Give back the listing below word for word, starting at its beginning and stopping after the line that contains "271L367 301L383 318L388". Leave the pictures out of your answer.

::: PROVIDED MATERIAL

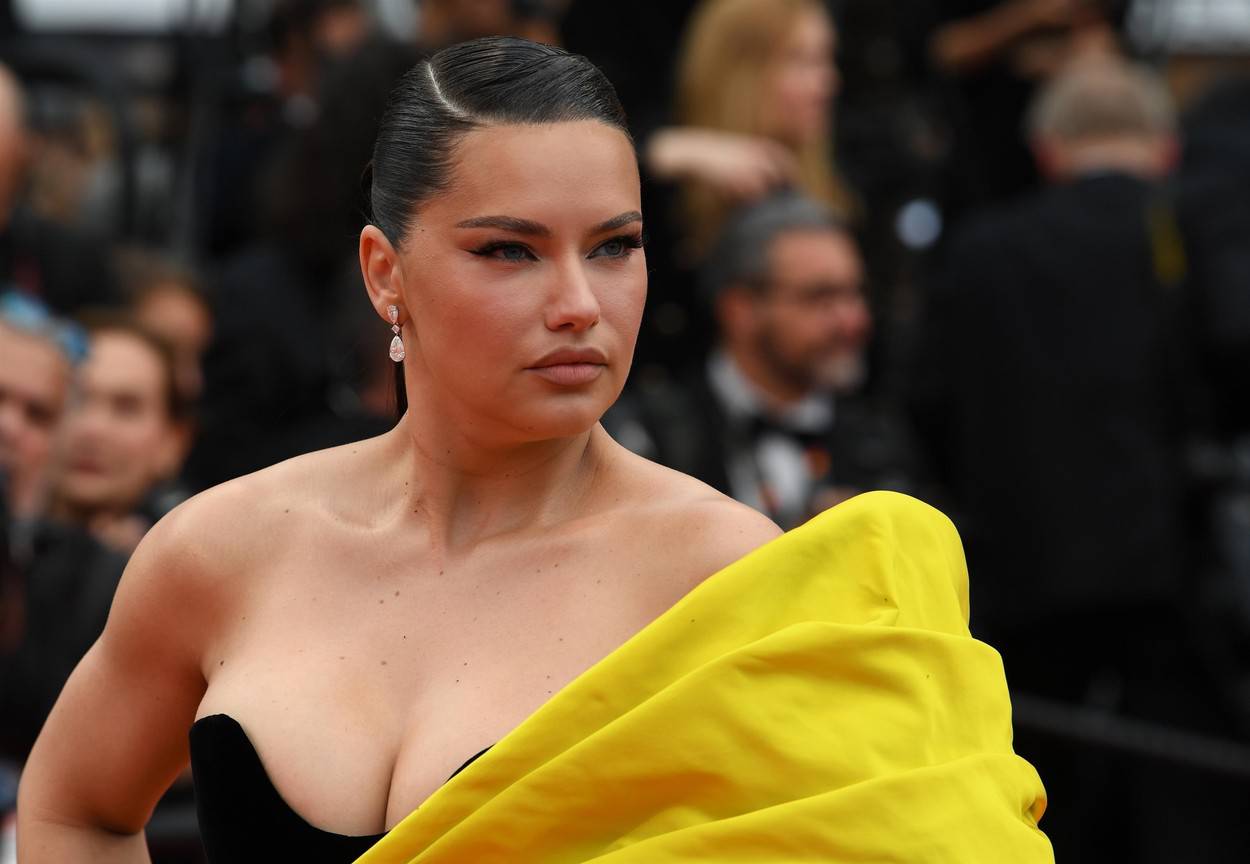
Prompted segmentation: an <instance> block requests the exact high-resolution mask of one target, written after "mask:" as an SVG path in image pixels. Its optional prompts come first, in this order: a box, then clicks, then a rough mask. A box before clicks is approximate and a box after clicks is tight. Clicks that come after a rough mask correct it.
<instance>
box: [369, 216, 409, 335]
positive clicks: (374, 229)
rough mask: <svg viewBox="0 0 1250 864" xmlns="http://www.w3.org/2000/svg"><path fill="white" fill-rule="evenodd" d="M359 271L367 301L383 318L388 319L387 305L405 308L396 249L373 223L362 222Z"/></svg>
mask: <svg viewBox="0 0 1250 864" xmlns="http://www.w3.org/2000/svg"><path fill="white" fill-rule="evenodd" d="M360 275H361V276H364V280H365V289H366V290H367V291H369V301H370V303H371V304H372V306H374V309H375V310H376V311H377V314H379V315H380V316H381V319H382V320H384V321H387V323H389V321H390V318H389V316H387V313H386V308H387V306H399V308H400V311H401V320H402V310H404V309H406V304H405V303H404V271H402V269H401V268H400V261H399V253H397V251H396V250H395V246H392V245H391V241H390V240H387V239H386V235H385V234H382V233H381V229H379V228H377V226H376V225H365V228H364V230H362V231H361V233H360Z"/></svg>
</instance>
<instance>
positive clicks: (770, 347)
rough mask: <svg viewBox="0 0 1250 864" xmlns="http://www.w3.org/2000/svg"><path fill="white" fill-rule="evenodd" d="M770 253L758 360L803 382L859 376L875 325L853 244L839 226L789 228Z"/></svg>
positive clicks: (848, 380)
mask: <svg viewBox="0 0 1250 864" xmlns="http://www.w3.org/2000/svg"><path fill="white" fill-rule="evenodd" d="M769 258H770V263H771V274H770V279H769V284H768V285H766V286H765V288H764V290H763V291H761V293H760V294H759V295H758V296H756V299H755V315H754V334H752V340H751V341H752V343H754V346H755V350H756V351H758V354H759V358H760V360H761V361H763V363H764V364H765V365H768V366H769V369H770V370H771V371H773V374H774V375H776V376H778V378H780V379H783V380H785V381H788V383H789V384H790V385H791V386H794V388H796V389H800V390H814V389H834V390H838V389H843V388H845V386H848V385H851V384H854V383H855V379H858V376H859V374H860V369H861V365H863V356H864V349H865V346H866V345H868V336H869V333H870V330H871V316H870V313H869V308H868V303H866V301H865V298H864V266H863V263H861V260H860V255H859V251H858V250H856V249H855V244H854V243H853V241H851V240H850V238H849V236H846V235H845V234H843V233H839V231H825V230H803V231H790V233H786V234H781V235H779V236H778V238H776V240H774V243H773V246H771V249H770V255H769Z"/></svg>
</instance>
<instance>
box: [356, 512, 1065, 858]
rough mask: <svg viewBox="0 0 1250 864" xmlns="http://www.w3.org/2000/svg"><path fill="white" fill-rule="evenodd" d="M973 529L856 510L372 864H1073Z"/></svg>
mask: <svg viewBox="0 0 1250 864" xmlns="http://www.w3.org/2000/svg"><path fill="white" fill-rule="evenodd" d="M1044 809H1045V793H1044V790H1043V786H1041V781H1040V779H1039V778H1038V774H1036V771H1034V769H1033V768H1031V766H1030V765H1029V764H1028V763H1026V761H1024V760H1023V759H1020V758H1019V756H1016V755H1015V754H1014V753H1013V750H1011V716H1010V703H1009V700H1008V690H1006V683H1005V679H1004V675H1003V664H1001V661H1000V659H999V655H998V653H996V651H995V650H994V649H993V648H990V646H988V645H985V644H984V643H979V641H976V640H974V639H973V638H971V636H970V635H969V631H968V574H966V566H965V564H964V554H963V548H961V545H960V541H959V535H958V534H956V533H955V528H954V525H951V523H950V521H949V520H948V519H946V518H945V516H944V515H941V514H940V513H938V511H936V510H934V509H933V508H929V506H928V505H925V504H921V503H920V501H916V500H915V499H911V498H906V496H904V495H898V494H893V493H871V494H868V495H860V496H859V498H855V499H851V500H849V501H846V503H845V504H841V505H839V506H836V508H834V509H831V510H829V511H828V513H825V514H824V515H821V516H818V518H816V519H814V520H813V521H810V523H808V524H806V525H804V526H803V528H798V529H795V530H793V531H790V533H788V534H785V535H784V536H781V538H778V539H776V540H774V541H771V543H769V544H766V545H764V546H761V548H760V549H758V550H755V551H754V553H751V554H750V555H747V556H745V558H742V559H741V560H739V561H736V563H734V564H731V565H730V566H727V568H725V569H724V570H721V571H719V573H716V574H715V575H712V576H710V578H709V579H707V580H706V581H704V583H702V584H701V585H699V586H697V588H695V589H694V590H692V591H690V593H689V594H687V595H686V596H685V598H682V599H681V600H680V601H679V603H677V604H676V605H674V606H672V608H671V609H669V611H666V613H665V614H662V615H661V616H660V618H657V619H656V620H655V621H652V623H651V624H649V625H647V626H646V628H644V629H642V630H641V631H639V633H637V634H636V635H635V636H632V638H631V639H630V640H629V641H627V643H625V644H624V645H622V646H620V648H619V649H616V650H615V651H612V653H611V654H609V655H607V656H606V658H604V659H602V660H601V661H599V663H597V664H596V665H594V666H592V668H591V669H589V670H587V671H585V673H582V674H581V675H580V676H579V678H577V679H575V680H574V681H572V683H571V684H569V685H567V686H565V688H564V689H562V690H560V691H559V693H557V694H555V696H552V698H551V699H550V700H549V701H547V703H546V704H544V705H542V706H541V708H540V709H539V710H537V711H535V713H534V714H532V715H530V716H529V718H527V719H526V720H525V721H524V723H522V724H521V725H520V726H517V728H516V729H515V730H514V731H511V733H510V734H509V735H506V736H505V738H504V739H502V740H501V741H500V743H499V744H496V745H495V746H494V748H491V749H490V750H489V751H487V753H486V754H485V755H484V756H481V758H480V759H477V760H476V761H475V763H472V764H471V765H470V766H469V768H466V769H465V770H464V771H461V773H460V774H457V775H456V776H455V778H452V779H451V780H450V781H449V783H447V784H446V785H444V786H442V788H441V789H439V790H437V791H436V793H434V794H432V795H431V796H430V798H429V799H427V800H426V801H425V803H424V804H421V806H420V808H417V809H416V810H415V811H412V813H411V814H410V815H409V816H407V818H405V819H404V820H402V821H401V823H400V824H399V825H396V826H395V828H394V829H392V830H391V831H390V833H389V834H387V835H386V836H385V838H384V839H382V840H380V841H379V843H377V844H376V845H375V846H374V848H372V849H370V850H369V851H367V853H365V854H364V855H362V856H361V858H359V859H357V864H400V863H405V864H435V863H437V864H450V863H451V861H456V863H459V864H466V863H472V864H482V863H486V861H510V863H514V864H515V863H519V861H535V863H541V864H565V863H569V864H571V863H574V861H596V863H599V864H626V863H629V864H644V863H645V864H669V863H672V861H725V863H732V861H751V863H752V864H761V863H778V864H780V863H783V861H784V863H786V864H795V863H798V861H821V863H823V864H828V863H829V861H848V863H850V861H855V863H868V861H871V863H874V864H879V863H884V861H900V863H901V861H906V863H909V864H916V863H921V861H923V863H929V861H934V863H936V861H941V863H950V864H956V863H958V864H1033V863H1035V861H1053V860H1054V854H1053V851H1051V848H1050V843H1049V841H1048V839H1046V836H1045V835H1044V834H1043V833H1041V831H1040V830H1039V829H1038V819H1039V818H1040V816H1041V813H1043V810H1044Z"/></svg>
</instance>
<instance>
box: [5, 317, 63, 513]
mask: <svg viewBox="0 0 1250 864" xmlns="http://www.w3.org/2000/svg"><path fill="white" fill-rule="evenodd" d="M69 385H70V365H69V361H68V360H66V359H65V356H64V355H63V354H61V351H60V350H59V349H58V348H56V346H55V345H53V344H51V343H50V341H47V340H45V339H40V338H37V336H34V335H30V334H26V333H22V331H20V330H15V329H12V328H10V326H8V325H5V324H0V471H2V473H4V474H5V475H6V476H8V481H9V495H8V498H9V501H8V504H9V508H10V510H11V511H12V514H14V515H17V516H24V518H29V516H34V515H36V511H37V510H39V508H40V504H41V498H42V491H44V486H45V481H46V478H47V471H49V466H50V464H51V460H53V453H54V449H55V448H54V444H55V441H56V434H58V426H59V425H60V420H61V413H63V409H64V406H65V398H66V394H68V391H69Z"/></svg>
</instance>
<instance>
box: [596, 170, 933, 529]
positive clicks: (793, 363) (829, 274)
mask: <svg viewBox="0 0 1250 864" xmlns="http://www.w3.org/2000/svg"><path fill="white" fill-rule="evenodd" d="M702 280H704V283H705V285H704V288H705V293H706V296H707V299H709V301H710V303H711V305H712V308H714V311H715V318H716V325H717V334H719V335H717V344H716V348H715V349H714V350H712V353H711V354H710V355H709V356H707V358H706V360H705V361H704V363H701V364H699V365H697V366H696V368H694V369H690V370H687V371H686V373H685V374H682V375H679V376H676V378H675V379H661V380H654V379H651V378H646V376H644V378H642V379H640V380H639V381H636V383H635V385H634V388H632V389H631V391H630V393H629V394H627V395H626V396H625V399H622V401H621V403H620V405H619V406H617V408H616V409H614V411H612V413H611V414H610V415H609V418H606V419H605V424H606V426H607V428H609V430H610V431H612V433H614V434H615V435H616V436H617V439H619V440H621V441H622V443H624V444H625V445H626V446H631V448H632V449H635V450H637V451H640V453H642V454H645V455H649V456H651V458H654V459H656V460H657V461H660V463H662V464H666V465H669V466H672V468H676V469H679V470H682V471H685V473H687V474H691V475H694V476H697V478H699V479H701V480H704V481H705V483H707V484H710V485H712V486H715V488H717V489H720V490H721V491H724V493H726V494H730V495H732V496H734V498H736V499H737V500H740V501H744V503H746V504H750V505H751V506H755V508H756V509H759V510H761V511H764V513H766V514H768V515H769V516H771V518H773V519H774V520H775V521H776V523H778V524H780V525H781V526H783V528H791V526H794V525H798V524H800V523H803V521H805V520H806V519H809V518H810V516H811V515H814V514H816V513H819V511H820V510H823V509H825V508H828V506H830V505H833V504H835V503H838V501H840V500H843V499H845V498H849V496H850V495H854V494H856V493H859V491H865V490H869V489H899V490H901V489H906V488H908V484H909V471H908V463H906V459H905V458H904V454H905V450H906V448H905V443H904V440H903V436H901V434H900V431H899V429H898V426H896V425H894V424H890V423H889V421H888V420H886V419H885V418H884V415H883V414H881V413H880V411H878V410H875V408H874V406H873V405H870V404H869V403H868V401H866V400H864V399H860V398H856V396H855V395H853V391H854V390H856V389H858V385H859V383H860V379H861V378H863V358H864V350H865V346H866V340H868V335H869V330H870V326H871V319H870V314H869V308H868V303H866V300H865V296H864V266H863V261H861V260H860V254H859V250H858V248H856V245H855V241H854V239H853V238H851V235H850V234H849V233H848V230H846V228H845V225H843V224H841V223H840V221H839V220H838V219H836V218H835V216H834V214H833V213H830V211H829V210H828V209H826V208H824V206H823V205H820V204H816V203H814V201H810V200H808V199H804V198H800V196H798V195H794V194H783V195H779V196H775V198H771V199H766V200H765V201H763V203H760V204H756V205H751V206H750V208H747V209H746V210H744V211H741V213H739V214H736V215H735V216H734V218H732V219H731V220H730V221H729V224H727V226H726V229H725V231H724V234H722V235H721V238H720V240H719V243H717V244H716V246H715V248H714V249H712V250H711V253H710V254H709V255H707V258H706V264H705V266H704V273H702Z"/></svg>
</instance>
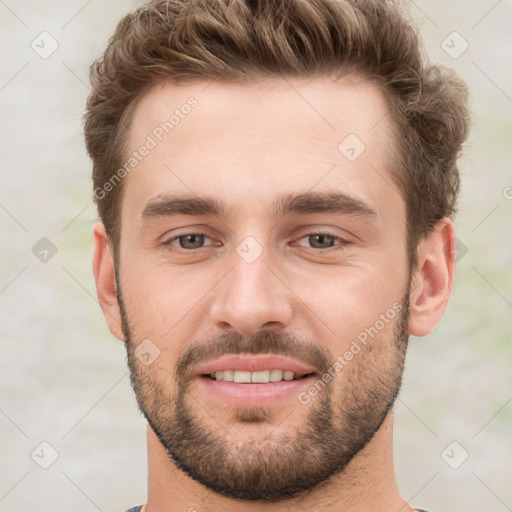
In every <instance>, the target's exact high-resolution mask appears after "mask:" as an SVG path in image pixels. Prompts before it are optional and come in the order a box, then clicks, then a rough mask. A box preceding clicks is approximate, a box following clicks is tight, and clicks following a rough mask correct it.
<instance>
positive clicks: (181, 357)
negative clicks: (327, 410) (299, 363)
mask: <svg viewBox="0 0 512 512" xmlns="http://www.w3.org/2000/svg"><path fill="white" fill-rule="evenodd" d="M226 354H236V355H239V354H275V355H280V356H286V357H290V358H291V359H295V360H296V361H298V362H301V363H303V364H305V365H307V366H312V367H314V368H316V369H317V370H318V371H319V372H320V373H321V374H324V373H326V372H327V370H328V368H329V366H330V361H334V359H335V358H334V357H333V356H332V354H331V353H330V352H329V351H328V350H327V349H325V348H324V347H322V346H321V345H320V344H319V343H316V342H314V341H310V340H305V339H303V338H299V337H298V336H295V335H292V334H289V333H285V332H277V331H271V330H261V331H258V332H257V333H255V334H253V335H249V336H244V335H242V334H240V333H226V334H222V335H221V336H219V337H217V338H215V339H212V340H208V341H206V342H199V343H194V344H192V345H191V346H189V347H187V348H186V349H185V351H184V352H183V354H181V356H180V357H179V358H178V360H177V361H176V364H175V365H174V371H175V375H176V379H177V380H182V381H184V380H187V379H188V378H189V376H190V375H191V374H192V370H193V368H194V367H196V366H198V365H199V364H202V363H206V362H208V361H212V360H214V359H217V358H219V357H221V356H223V355H226Z"/></svg>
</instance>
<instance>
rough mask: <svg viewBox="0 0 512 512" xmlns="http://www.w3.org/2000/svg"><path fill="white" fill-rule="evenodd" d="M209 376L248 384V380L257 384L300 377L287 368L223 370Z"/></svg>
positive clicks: (210, 373)
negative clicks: (270, 369)
mask: <svg viewBox="0 0 512 512" xmlns="http://www.w3.org/2000/svg"><path fill="white" fill-rule="evenodd" d="M210 377H211V378H212V379H215V380H222V381H224V382H238V383H245V384H248V383H250V382H254V383H258V384H268V383H269V382H279V381H281V380H294V379H295V378H300V376H297V375H295V373H294V372H291V371H289V370H278V369H274V370H261V371H258V372H246V371H243V370H223V371H218V372H213V373H210Z"/></svg>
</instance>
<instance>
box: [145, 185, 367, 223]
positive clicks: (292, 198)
mask: <svg viewBox="0 0 512 512" xmlns="http://www.w3.org/2000/svg"><path fill="white" fill-rule="evenodd" d="M235 213H236V212H235V211H234V209H233V208H232V207H228V205H227V204H226V203H224V202H222V201H219V200H217V199H215V198H212V197H197V196H173V195H159V196H156V197H154V198H152V199H150V200H149V201H148V203H147V204H146V206H145V208H144V210H143V212H142V223H146V222H148V221H150V220H152V219H155V218H162V217H164V218H165V217H173V216H177V215H190V216H200V215H205V216H212V217H221V218H224V219H230V218H232V217H233V216H234V214H235ZM273 213H274V215H275V216H276V217H285V216H287V215H291V214H301V213H302V214H307V213H338V214H343V215H357V216H363V217H377V212H376V211H375V210H374V209H373V208H372V207H371V206H370V205H369V204H368V203H367V202H366V201H364V200H363V199H360V198H358V197H356V196H353V195H350V194H346V193H343V192H306V193H303V194H298V195H292V194H287V195H283V196H279V197H277V198H276V199H275V200H274V201H273Z"/></svg>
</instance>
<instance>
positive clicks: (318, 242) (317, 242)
mask: <svg viewBox="0 0 512 512" xmlns="http://www.w3.org/2000/svg"><path fill="white" fill-rule="evenodd" d="M300 240H306V243H307V244H309V245H308V246H306V245H303V244H301V243H298V245H300V246H301V247H306V248H312V249H318V250H320V251H322V250H329V249H332V248H333V247H336V245H338V246H339V247H338V249H343V247H345V246H347V245H349V243H350V242H349V241H348V240H345V239H344V238H341V237H340V236H338V235H335V234H334V233H327V232H325V233H308V234H307V235H305V236H303V237H302V238H300V239H299V242H300ZM336 242H338V244H336ZM335 250H336V249H335Z"/></svg>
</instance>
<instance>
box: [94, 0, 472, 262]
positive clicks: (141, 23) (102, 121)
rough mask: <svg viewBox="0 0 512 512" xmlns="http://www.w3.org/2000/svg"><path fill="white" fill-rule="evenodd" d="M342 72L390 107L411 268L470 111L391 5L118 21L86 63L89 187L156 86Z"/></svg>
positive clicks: (462, 86)
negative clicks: (368, 87)
mask: <svg viewBox="0 0 512 512" xmlns="http://www.w3.org/2000/svg"><path fill="white" fill-rule="evenodd" d="M348 73H357V74H358V75H360V76H362V77H363V78H365V79H368V80H370V81H372V82H373V83H376V84H377V85H378V86H380V87H381V89H382V90H383V91H384V93H385V95H386V97H387V99H388V103H389V107H390V115H391V118H392V119H393V121H394V131H395V138H396V146H397V147H396V148H395V149H396V151H395V153H396V155H397V160H398V161H397V162H396V169H395V170H394V172H393V179H394V181H395V183H396V184H397V185H398V186H399V187H400V189H401V191H402V194H403V198H404V200H405V203H406V209H407V232H408V249H409V254H408V256H409V263H410V265H413V264H414V263H415V254H416V246H417V243H418V241H419V240H420V239H421V238H422V237H423V236H425V235H426V234H428V232H429V231H430V230H431V229H432V227H433V226H434V225H435V223H436V222H437V221H438V220H440V219H442V218H443V217H451V216H453V215H454V213H455V204H456V199H457V195H458V192H459V187H460V179H459V172H458V168H457V164H456V161H457V158H458V155H459V151H460V148H461V145H462V143H463V142H464V140H465V139H466V137H467V135H468V124H469V122H468V118H469V114H468V109H467V89H466V87H465V85H464V83H463V82H462V81H461V80H460V79H459V78H458V77H457V76H456V75H455V74H454V73H453V72H452V71H449V70H447V69H444V68H441V67H439V66H432V65H430V64H429V63H428V62H427V61H426V58H425V57H424V56H423V52H422V47H421V43H420V38H419V36H418V34H417V32H416V30H415V29H414V28H413V27H412V26H411V24H410V23H409V21H408V20H407V18H406V17H405V16H404V14H403V13H402V10H401V8H400V6H399V5H398V4H397V2H394V1H392V0H387V1H386V0H156V1H153V2H151V3H150V4H149V5H148V6H145V7H143V8H141V9H139V10H138V11H136V12H135V13H134V14H130V15H128V16H126V17H125V18H124V19H122V20H121V21H120V22H119V24H118V26H117V29H116V31H115V33H114V35H113V36H112V38H111V39H110V41H109V44H108V46H107V48H106V50H105V52H104V54H103V55H102V57H101V58H100V59H98V60H96V61H95V62H94V63H93V64H92V66H91V74H90V78H91V83H92V91H91V94H90V96H89V98H88V101H87V110H86V114H85V128H84V131H85V140H86V145H87V150H88V152H89V155H90V156H91V158H92V161H93V183H94V189H95V190H98V189H100V190H101V189H102V187H103V186H104V184H105V183H107V182H108V181H109V179H111V178H112V177H113V175H114V174H115V173H116V171H117V170H118V169H119V168H120V166H121V165H122V163H123V161H124V156H125V154H126V147H125V142H126V138H127V137H126V134H127V131H128V130H127V127H128V126H129V122H130V113H131V112H132V111H133V106H134V105H135V103H136V101H138V100H139V99H140V98H141V97H142V96H143V95H144V94H145V93H146V92H147V91H148V90H149V89H150V88H151V87H153V86H154V85H155V84H156V83H159V82H169V83H174V84H180V83H181V84H183V83H186V82H192V81H198V80H209V79H217V80H232V81H242V82H244V81H245V82H251V81H255V80H258V79H260V78H269V77H279V76H286V77H315V76H334V77H341V76H343V75H346V74H348ZM340 142H341V141H340ZM111 188H112V190H111V191H109V193H108V194H103V197H101V198H98V197H97V195H96V194H95V200H96V203H97V206H98V213H99V215H100V218H101V220H102V221H103V223H104V225H105V229H106V232H107V235H108V237H109V239H110V241H111V243H112V244H113V247H114V250H115V252H116V254H117V249H118V246H119V239H120V230H121V225H120V202H121V197H122V190H123V187H122V183H119V184H118V185H117V186H114V187H111Z"/></svg>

::::::

- **EXERCISE RESULT**
Prompted segmentation: an <instance> block requests the exact high-resolution mask of one target, written after "mask:" as an SVG path in image pixels. Its optional prompts come first, in this order: a box, then clicks, then a rough mask. A box before clicks is approximate and a box after clicks is tight. Clicks that come after a rough mask correct it.
<instance>
box: [369, 216, 409, 335]
positive clicks: (374, 229)
rough mask: <svg viewBox="0 0 1250 864" xmlns="http://www.w3.org/2000/svg"><path fill="white" fill-rule="evenodd" d="M359 271L367 301L383 318L388 319L387 305L405 308L396 249L373 223L362 222Z"/></svg>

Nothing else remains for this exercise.